• _Problem to work on_: This exercise asks for an exact copy of every entry below, with pictures omitted.

═════ Given information

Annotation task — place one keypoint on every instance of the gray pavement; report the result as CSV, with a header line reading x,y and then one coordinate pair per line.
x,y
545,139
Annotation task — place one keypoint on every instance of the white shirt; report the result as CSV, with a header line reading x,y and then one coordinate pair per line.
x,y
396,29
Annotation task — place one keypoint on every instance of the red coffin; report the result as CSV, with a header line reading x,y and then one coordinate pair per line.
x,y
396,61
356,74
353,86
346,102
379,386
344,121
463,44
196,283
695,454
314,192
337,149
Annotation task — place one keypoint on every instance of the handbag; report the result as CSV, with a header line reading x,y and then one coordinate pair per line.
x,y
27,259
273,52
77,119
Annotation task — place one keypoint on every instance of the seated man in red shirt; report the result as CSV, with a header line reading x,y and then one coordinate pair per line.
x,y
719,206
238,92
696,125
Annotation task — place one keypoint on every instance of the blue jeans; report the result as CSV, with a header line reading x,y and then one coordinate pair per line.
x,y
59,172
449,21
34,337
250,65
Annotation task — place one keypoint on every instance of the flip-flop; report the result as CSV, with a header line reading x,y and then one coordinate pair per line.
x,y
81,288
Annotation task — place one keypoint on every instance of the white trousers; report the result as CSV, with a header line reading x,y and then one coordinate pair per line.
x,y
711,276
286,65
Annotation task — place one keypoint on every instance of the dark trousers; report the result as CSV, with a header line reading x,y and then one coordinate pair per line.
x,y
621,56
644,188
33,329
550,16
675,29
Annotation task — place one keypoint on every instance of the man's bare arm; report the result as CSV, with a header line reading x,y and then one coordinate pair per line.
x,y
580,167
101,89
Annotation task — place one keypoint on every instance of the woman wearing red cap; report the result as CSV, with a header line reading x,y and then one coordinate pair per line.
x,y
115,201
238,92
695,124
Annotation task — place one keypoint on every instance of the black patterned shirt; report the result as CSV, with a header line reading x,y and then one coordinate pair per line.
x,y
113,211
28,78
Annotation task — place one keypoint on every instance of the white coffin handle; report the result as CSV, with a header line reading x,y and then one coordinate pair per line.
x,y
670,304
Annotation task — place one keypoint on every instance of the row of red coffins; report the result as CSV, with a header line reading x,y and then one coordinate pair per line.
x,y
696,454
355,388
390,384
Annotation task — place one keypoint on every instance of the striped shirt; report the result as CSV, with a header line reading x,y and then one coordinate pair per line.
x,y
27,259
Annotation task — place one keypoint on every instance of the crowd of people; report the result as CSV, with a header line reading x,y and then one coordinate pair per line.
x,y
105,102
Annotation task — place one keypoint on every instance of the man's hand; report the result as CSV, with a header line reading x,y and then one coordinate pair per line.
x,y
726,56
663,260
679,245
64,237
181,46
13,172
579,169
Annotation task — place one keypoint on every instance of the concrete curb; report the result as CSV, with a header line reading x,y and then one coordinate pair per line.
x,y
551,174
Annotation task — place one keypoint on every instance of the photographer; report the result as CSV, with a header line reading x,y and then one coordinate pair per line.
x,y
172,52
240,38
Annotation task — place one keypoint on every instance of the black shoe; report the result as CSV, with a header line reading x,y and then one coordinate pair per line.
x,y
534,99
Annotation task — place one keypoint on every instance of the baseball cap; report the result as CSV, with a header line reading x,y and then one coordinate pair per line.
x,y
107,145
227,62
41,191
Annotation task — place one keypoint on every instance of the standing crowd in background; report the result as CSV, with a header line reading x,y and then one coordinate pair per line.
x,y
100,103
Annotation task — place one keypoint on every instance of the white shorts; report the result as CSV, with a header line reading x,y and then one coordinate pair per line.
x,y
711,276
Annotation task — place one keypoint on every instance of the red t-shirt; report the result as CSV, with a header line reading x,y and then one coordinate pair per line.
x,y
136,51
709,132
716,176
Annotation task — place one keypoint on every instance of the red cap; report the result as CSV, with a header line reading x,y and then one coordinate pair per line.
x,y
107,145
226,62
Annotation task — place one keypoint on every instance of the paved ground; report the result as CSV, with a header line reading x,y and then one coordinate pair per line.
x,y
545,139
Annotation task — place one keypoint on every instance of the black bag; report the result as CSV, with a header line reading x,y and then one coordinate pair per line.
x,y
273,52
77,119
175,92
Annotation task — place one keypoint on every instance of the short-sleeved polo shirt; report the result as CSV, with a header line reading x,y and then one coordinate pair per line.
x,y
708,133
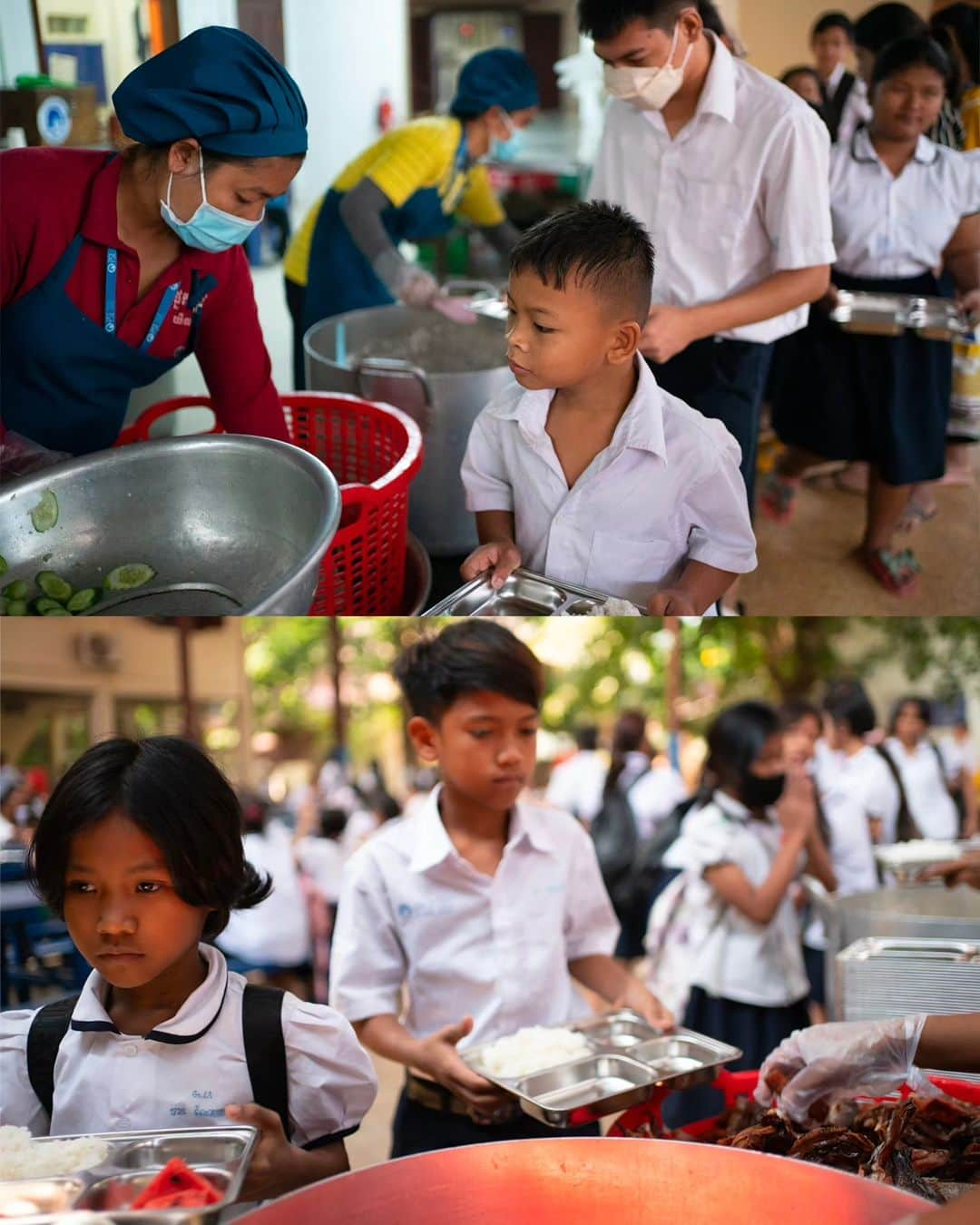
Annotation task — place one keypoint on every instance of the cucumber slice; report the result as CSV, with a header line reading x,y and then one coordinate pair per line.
x,y
124,578
81,602
44,514
54,585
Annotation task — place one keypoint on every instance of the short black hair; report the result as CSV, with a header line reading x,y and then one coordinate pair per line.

══════════

• _Output_:
Annotation task — place one keypoint on every instance of the gray pavement; report the result as CSV, with a header line reading x,y and then one coordinate pair per line.
x,y
545,139
Annotation task — place one keypoint on every instance of the white shirt; report the result as CSV, with a header line reading x,y and then one coordinate pair per line.
x,y
396,29
Annotation task — place one keypoint on every instance of the red coffin; report the result as CSV, with a header line reading x,y and then one coordinate pair per line.
x,y
396,61
356,74
353,86
346,102
379,386
344,121
463,44
196,283
695,454
314,192
337,149
Annotation task — place one keypoint on every instance of the handbag; report the result as CSV, with a header line reading x,y and then one coordinate pair per line.
x,y
27,259
273,52
77,119
Annotation task — place one keypoint on every instance of the seated man in red shirt; report the result as CSV, with a header line reading x,y and then one coordinate pair per line.
x,y
719,206
238,92
696,125
Annotation task — place one keypoint on every instance of the blue jeans; report the result as CSV, with a header line reading x,y and then one coordinate pair per line.
x,y
59,172
449,21
34,337
250,65
Annotation task — place one keypoint on every instance of the flip-flop; report the result as CSV, with a header line reading x,y and then one coordinate pair per line.
x,y
81,288
Annotation task — place one keypoint on every instance of the white trousers; report the result as CSV, with a header line reading x,y and then one coordinate pair per line.
x,y
711,276
286,65
Annotation task — place one keypoint on every instance of the dark trousers; report the result as CSV, with a header line reading x,y and then one coordinate pair per line.
x,y
621,56
644,188
33,329
550,16
675,29
Annotation task — place one keypoint on every instance of the man's bare arm; report the result as CSV, with a header line reading x,y and then one coordinate pair per line.
x,y
580,167
101,89
Annotation task — place one keypoint on every instance of the woman wearing red cap; report the result as CSV, with a header line reading x,y and then one coordinate pair per line.
x,y
115,201
238,92
695,124
Annotation task — place one keypoint on every instance of the black patterned shirt; report the result as CSV, with a header line reading x,y and then one coordinate pair per line.
x,y
113,211
28,78
Annotation task — place one keypoint on every instance of the white coffin handle; report the result as CSV, with a header line reading x,y and then one coordinate pair per line.
x,y
670,304
Annotation task — place one keypoint on every instance of the row of red coffins; report the result as CSV, with a header line reading x,y and then one coordinate pair per line.
x,y
696,454
355,388
390,384
Annotation task — place one keypoint on every instance of the striped shirt; report the result as CSV, with a header line reading x,y and then one coordinate pair per line.
x,y
27,259
Annotation task — place one keypoint on every instance of the crowd of people; report the result as CSV, with a header line reading x,y and then one coordinate pair per line.
x,y
105,102
Annotation task — place one keypoint on every instance of the man's hand; report the result as CSV, with a header line reading x,y and then one coordinate pair per line.
x,y
726,56
663,260
679,245
64,237
181,46
13,172
579,169
Annotation task — place one keypoint on every instance of the concrete curb; report the result as CSV, with a header line reading x,y and then one coordinate pair per line.
x,y
551,174
Annotation task — place one keypoint on every instance of the photographer; report the result as CSV, with a header line reading x,y and then one coordinate pair per line.
x,y
172,52
240,38
Annotation task — place one keypoint on every instance of the black shoe; report the result as CSV, with a header line reading x,y and then one coordinate pair per line.
x,y
534,99
Annotation task — place one keypoint on every instance of the baseball cap; report the result as CSV, with a header line reading x,y and then one coordinate pair per line.
x,y
107,145
227,62
41,191
Annotation task — place one keypoint on every instance of the standing crowd in background; report the result as CSV, with a header line reading x,y and then one coordinate pair per line.
x,y
100,103
Annotation task — place one keypoint on every instance of the white shorts; report the result as CSV, with a header line reading x,y and then one coordinate pair per line.
x,y
711,276
Annotation task — place one keypoint on every instance of the red t-shirt; report the result as CSV, with a header line reading x,y and then one coordinate pair per line.
x,y
136,51
709,132
716,176
Annotation task — place one keypoint on every instance of the red cap; report the result as CSV, with a header line reading x,y and then one coordinate pair per line.
x,y
107,145
226,62
Annotation task — place one keypoint on every instance of the paved ground; report the result as CSV, with a header line reading x,y and then one coordinate pair per line.
x,y
545,139
Annotation task — place one keypoint on every instance of the black bag; report the result as CSV, with a header line reading x,y and then one coordinate pair per line.
x,y
273,52
77,119
175,92
Annotation task — place one keypoint on every instance of the short-sleeved polo shirt; report the result as CSV, with a header line reading x,y and then one coordinate pair per line.
x,y
708,133
Annotation task — place one keypoint on every instance of the cucumber slice; report the result as CSV, with a header line reading x,y and then one coordinate pair per line.
x,y
124,578
81,602
44,514
54,585
Annotation task — place one keypoint on every instance of the short black hair; report the result as CSV, with a header line reading x,y and then one coordinate pair per line.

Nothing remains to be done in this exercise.